__TRY IT__:
Without adding or dropping anything, copy the entries below.

** LISTED RECORDS follows **

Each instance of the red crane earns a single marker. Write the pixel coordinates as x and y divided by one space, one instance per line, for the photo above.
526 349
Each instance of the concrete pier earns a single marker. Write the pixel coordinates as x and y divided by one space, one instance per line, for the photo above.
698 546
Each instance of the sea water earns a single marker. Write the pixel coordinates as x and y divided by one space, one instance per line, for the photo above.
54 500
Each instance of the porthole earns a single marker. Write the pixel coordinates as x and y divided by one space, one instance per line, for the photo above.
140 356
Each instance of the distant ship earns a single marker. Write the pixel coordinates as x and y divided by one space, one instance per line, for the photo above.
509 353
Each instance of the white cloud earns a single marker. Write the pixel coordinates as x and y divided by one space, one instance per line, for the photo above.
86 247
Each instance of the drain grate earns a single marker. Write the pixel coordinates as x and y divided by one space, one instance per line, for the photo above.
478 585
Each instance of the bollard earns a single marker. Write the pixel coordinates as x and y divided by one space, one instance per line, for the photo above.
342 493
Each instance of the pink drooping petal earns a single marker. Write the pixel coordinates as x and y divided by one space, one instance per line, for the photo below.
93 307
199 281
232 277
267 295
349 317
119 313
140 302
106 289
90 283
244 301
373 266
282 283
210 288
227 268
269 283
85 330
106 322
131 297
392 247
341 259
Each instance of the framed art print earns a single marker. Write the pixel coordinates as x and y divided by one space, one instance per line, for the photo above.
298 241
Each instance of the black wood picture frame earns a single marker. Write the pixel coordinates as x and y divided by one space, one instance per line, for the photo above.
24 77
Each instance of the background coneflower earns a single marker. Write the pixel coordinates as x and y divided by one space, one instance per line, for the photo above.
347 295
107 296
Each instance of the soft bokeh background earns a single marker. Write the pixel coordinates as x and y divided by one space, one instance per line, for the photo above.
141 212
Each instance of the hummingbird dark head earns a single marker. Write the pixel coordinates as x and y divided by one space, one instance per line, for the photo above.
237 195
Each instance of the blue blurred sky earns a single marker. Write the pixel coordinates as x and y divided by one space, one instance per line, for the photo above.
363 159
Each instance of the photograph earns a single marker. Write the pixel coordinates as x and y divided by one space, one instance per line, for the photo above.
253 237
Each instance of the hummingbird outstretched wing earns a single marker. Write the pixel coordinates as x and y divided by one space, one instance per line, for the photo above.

** End of LISTED RECORDS **

__FINISHED TASK__:
Each instance of the red crane earns a single marker. Write the pixel coordinates as x and y divided by one space, one instance per line, for the photo above.
526 349
Each instance of the concrete pier earns a single marker. Write the pixel coordinates as x and y divided by one space, one instance per line, for the photo above.
698 546
Each instance of the sea water earns a single marker. Write the pixel coordinates as x and y divided by one space, one instance per line, for the photo above.
54 500
Each instance of the porthole earns a single marker. Write the pixel coordinates as x and y divided by one space, one instance per line, for the photo above.
140 356
Each instance of the distant ship earns a single marker. Write the pixel coordinates as x and y divided by one space, one instance per line, for the photo above.
509 353
Each instance of the white cloud earns a single marker. Write the pixel coordinates as x and y divided by one space, one instance per line, for the photo above.
86 247
Each instance of the drain grate earns a single marker. Write the pixel coordinates as x and y divided by one space, one instance per line, for the photo above.
478 585
Each instance of the bollard earns a single marker. Write the pixel coordinates as x and y divided by one space, one instance per line, for the photo above.
342 493
Each instance of the pink drooping petal earns a single marker. Write the pixel coordinates as x and y divided by one space, one instance per line, for the photo below.
93 307
199 281
232 277
267 295
349 317
119 313
140 302
106 289
90 283
244 301
373 266
282 283
210 288
227 268
269 283
85 330
106 322
131 297
392 247
341 259
Each instance of the framed art print earns a single marker. Write the pixel coordinates as x and y divided by one space, one instance per line, for the photo above.
298 241
Each instance of the black wood picture frame earns a single marker. Write the pixel coordinates as x and y divided by one space, one instance per line, for the photo above.
24 77
Each instance of the background coneflower earns a single marker. Write the pixel coordinates as x and y divided by one space, one instance per line, for the photo above.
347 295
107 296
Each instance of the soft bokeh background earns a single marker. Write the pixel coordinates as x and y divided by one space, one instance per line, for the photo above.
141 212
Each instance of the hummingbird dark head earns a single marker. Write the pixel coordinates as x and y divided by one space, one instance per line, for the photo above.
237 195
Each instance of the blue blurred sky earns a single marker. Write the pixel coordinates as x and y divided by one space, one instance per line, for the photo above.
363 159
Each instance of the photograph earns a single marker. Write the pixel coordinates as x and y divided by one space, one instance per line, for the photo above.
253 237
Each instance of the hummingbird outstretched wing earns a single marker. Write the pixel coordinates as x and y divided by one space, one instance per line, for the photo above.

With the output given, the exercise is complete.